• Excerpted text:
>> start

If, as many businesses do, you tend to hold off until six months past the due date, you can expect to lose about half of that debt due to diminished collectability.
It’s important to note that the survey results were compiled during relatively stable economic times. If you are collecting debt from an oil and gas service company during a commodity downturn, the urgency may be dramatically heightened.
The good news? There is no sensible reason to wait so long. Not ever.
Next time a debtor asks you to “bear with us a few more weeks,” or “just give me until the end of next month,” remember what it really means from the standpoint of potential impact to your business and the laws of probability. In effect, you’re being asked to risk the collectability of the debt by at least ten percent, and possibly much more if the debt is already old.
The solution is to implement a firm policy on past due receivables, and make customers aware from the beginning of the business relationship that there is no wiggle room with you. Accounting programs like Freshbooks or Wave automatically send payment reminders, and can include a clear reminder of your overdue accounts policy and its consequences. Make your first call early, within a day or two after the due date, and get a commitment to pay by a specific date in the very near future. If payment does not arrive on time, give a stern warning of the consequences and insist on a new commitment to pay by short-term deadline. Strike three means you must live up to your warning, which may include turning the account to a debt collection agency.

>> end

• Your tasks:
(1) In the debt collection text, how much of a debt can you expect to lose if you wait until six months past the due date?
(2) Scale the rows starting at the line containing "the ceramic bowl, that would be wonderful." and ending at the line containing "(1315, 464)". Rewrite those lines, requests included, multiplying each coordinate in the answers by 2.05 and rounding to whole numbers, with halves rounded up.
The debt collection text has nothing to do with the rows.

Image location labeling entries

>> start

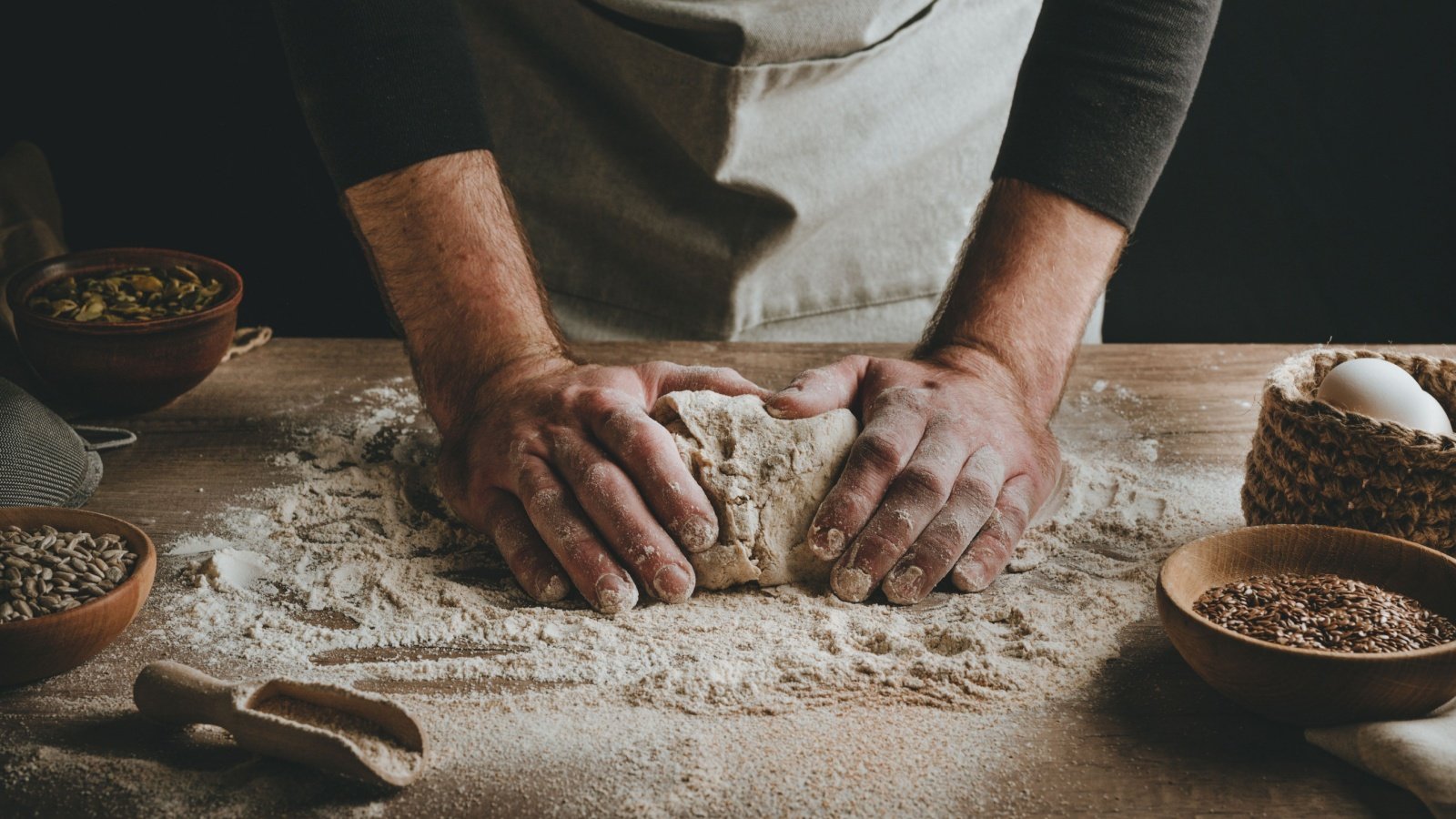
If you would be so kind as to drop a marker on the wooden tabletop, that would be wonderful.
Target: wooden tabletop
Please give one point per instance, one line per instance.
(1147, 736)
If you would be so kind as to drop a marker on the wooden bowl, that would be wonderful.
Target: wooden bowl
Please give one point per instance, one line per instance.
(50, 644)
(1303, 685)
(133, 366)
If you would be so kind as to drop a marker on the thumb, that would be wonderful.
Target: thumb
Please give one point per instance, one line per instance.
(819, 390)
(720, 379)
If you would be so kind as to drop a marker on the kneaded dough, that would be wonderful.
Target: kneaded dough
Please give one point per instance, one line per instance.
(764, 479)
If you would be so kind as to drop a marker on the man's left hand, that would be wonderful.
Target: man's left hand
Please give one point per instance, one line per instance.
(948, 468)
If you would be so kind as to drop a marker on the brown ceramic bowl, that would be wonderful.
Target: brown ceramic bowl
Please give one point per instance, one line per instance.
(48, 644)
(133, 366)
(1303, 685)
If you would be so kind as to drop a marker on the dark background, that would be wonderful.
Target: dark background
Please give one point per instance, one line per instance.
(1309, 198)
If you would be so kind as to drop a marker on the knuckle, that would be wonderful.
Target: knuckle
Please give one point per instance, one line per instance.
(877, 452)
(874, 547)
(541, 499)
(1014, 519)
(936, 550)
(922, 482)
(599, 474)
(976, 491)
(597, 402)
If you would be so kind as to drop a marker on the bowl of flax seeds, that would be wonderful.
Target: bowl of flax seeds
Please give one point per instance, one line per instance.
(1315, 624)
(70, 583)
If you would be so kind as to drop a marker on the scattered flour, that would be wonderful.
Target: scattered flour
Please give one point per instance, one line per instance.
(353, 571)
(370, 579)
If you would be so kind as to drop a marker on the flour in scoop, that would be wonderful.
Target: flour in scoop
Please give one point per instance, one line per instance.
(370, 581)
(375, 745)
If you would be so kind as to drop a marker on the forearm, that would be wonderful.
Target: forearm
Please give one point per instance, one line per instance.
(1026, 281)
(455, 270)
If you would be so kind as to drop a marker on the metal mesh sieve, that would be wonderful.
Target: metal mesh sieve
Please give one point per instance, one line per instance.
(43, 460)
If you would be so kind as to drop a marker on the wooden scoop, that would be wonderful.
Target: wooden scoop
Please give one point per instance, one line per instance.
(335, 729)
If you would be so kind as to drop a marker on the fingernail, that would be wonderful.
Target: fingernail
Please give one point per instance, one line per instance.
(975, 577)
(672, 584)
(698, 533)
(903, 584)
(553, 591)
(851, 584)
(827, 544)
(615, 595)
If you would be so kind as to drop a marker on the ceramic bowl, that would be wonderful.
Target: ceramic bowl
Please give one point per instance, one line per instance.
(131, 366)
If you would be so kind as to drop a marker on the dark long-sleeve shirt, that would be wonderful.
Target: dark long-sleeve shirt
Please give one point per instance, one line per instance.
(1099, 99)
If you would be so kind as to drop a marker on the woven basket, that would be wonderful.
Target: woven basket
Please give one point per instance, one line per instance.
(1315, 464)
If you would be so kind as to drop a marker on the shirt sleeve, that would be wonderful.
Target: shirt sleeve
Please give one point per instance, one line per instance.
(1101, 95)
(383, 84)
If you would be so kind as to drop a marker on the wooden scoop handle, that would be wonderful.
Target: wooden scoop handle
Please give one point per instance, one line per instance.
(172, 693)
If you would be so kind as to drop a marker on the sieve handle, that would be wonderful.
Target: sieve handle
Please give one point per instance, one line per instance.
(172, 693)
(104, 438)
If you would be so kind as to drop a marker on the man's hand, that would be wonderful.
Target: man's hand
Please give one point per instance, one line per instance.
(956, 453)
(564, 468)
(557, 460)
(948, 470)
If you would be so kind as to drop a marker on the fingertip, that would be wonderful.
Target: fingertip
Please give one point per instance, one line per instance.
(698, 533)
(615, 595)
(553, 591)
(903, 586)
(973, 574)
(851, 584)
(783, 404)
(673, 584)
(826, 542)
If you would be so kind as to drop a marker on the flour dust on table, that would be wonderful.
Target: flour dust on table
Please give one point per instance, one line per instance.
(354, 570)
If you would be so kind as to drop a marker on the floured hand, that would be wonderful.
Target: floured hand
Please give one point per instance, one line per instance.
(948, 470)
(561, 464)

>> end

• Completed exercise:
(1) About half of it.

(2)
If you would be so kind as to drop a marker on the ceramic bowl, that would be wonderful.
Target: ceramic bowl
Please give one point per instance, one line per instance.
(269, 750)
If you would be so kind as to drop a marker on the dark long-sleeve shirt, that would be wonderful.
Target: dark long-sleeve shirt
Please give one point per instance, one line per instance.
(2253, 203)
If you would be so kind as to drop a marker on the woven basket, that would be wonderful.
Target: woven basket
Please give one point per instance, one line per instance.
(2696, 951)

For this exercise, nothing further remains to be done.